DATA SUPPLIED start

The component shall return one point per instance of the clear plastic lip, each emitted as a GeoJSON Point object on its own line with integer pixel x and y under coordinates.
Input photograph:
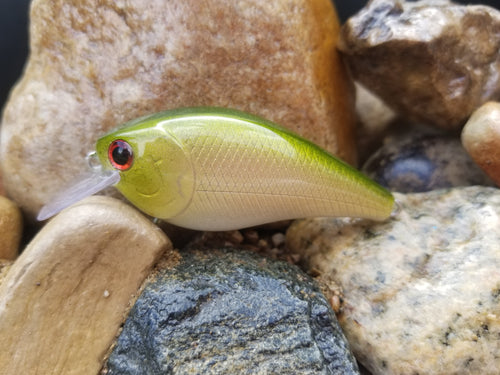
{"type": "Point", "coordinates": [95, 182]}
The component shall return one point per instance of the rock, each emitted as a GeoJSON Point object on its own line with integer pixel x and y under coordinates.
{"type": "Point", "coordinates": [62, 302]}
{"type": "Point", "coordinates": [420, 291]}
{"type": "Point", "coordinates": [419, 162]}
{"type": "Point", "coordinates": [230, 312]}
{"type": "Point", "coordinates": [430, 60]}
{"type": "Point", "coordinates": [374, 119]}
{"type": "Point", "coordinates": [11, 227]}
{"type": "Point", "coordinates": [105, 62]}
{"type": "Point", "coordinates": [481, 139]}
{"type": "Point", "coordinates": [4, 268]}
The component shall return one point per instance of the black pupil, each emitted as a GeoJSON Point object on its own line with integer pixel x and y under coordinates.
{"type": "Point", "coordinates": [121, 155]}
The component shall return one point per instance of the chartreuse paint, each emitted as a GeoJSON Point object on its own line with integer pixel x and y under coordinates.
{"type": "Point", "coordinates": [220, 169]}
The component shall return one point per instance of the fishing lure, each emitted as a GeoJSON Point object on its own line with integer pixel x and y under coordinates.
{"type": "Point", "coordinates": [220, 169]}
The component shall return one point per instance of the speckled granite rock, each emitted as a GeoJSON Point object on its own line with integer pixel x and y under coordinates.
{"type": "Point", "coordinates": [421, 291]}
{"type": "Point", "coordinates": [231, 312]}
{"type": "Point", "coordinates": [105, 62]}
{"type": "Point", "coordinates": [64, 299]}
{"type": "Point", "coordinates": [481, 138]}
{"type": "Point", "coordinates": [419, 162]}
{"type": "Point", "coordinates": [431, 60]}
{"type": "Point", "coordinates": [11, 228]}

DATA SUPPLIED end

# DIRECTIONS FOR THIS TASK
Repeat, exactly and only, the lines above from the one containing "of the speckled" through the end of the material.

# REPLY
The component shall return one point per instance of the speckled granite rock, each emitted as a GeoJSON Point object on its own line with integer pixel x and y under coordinates.
{"type": "Point", "coordinates": [421, 291]}
{"type": "Point", "coordinates": [231, 312]}
{"type": "Point", "coordinates": [105, 62]}
{"type": "Point", "coordinates": [64, 299]}
{"type": "Point", "coordinates": [481, 138]}
{"type": "Point", "coordinates": [419, 162]}
{"type": "Point", "coordinates": [431, 60]}
{"type": "Point", "coordinates": [11, 228]}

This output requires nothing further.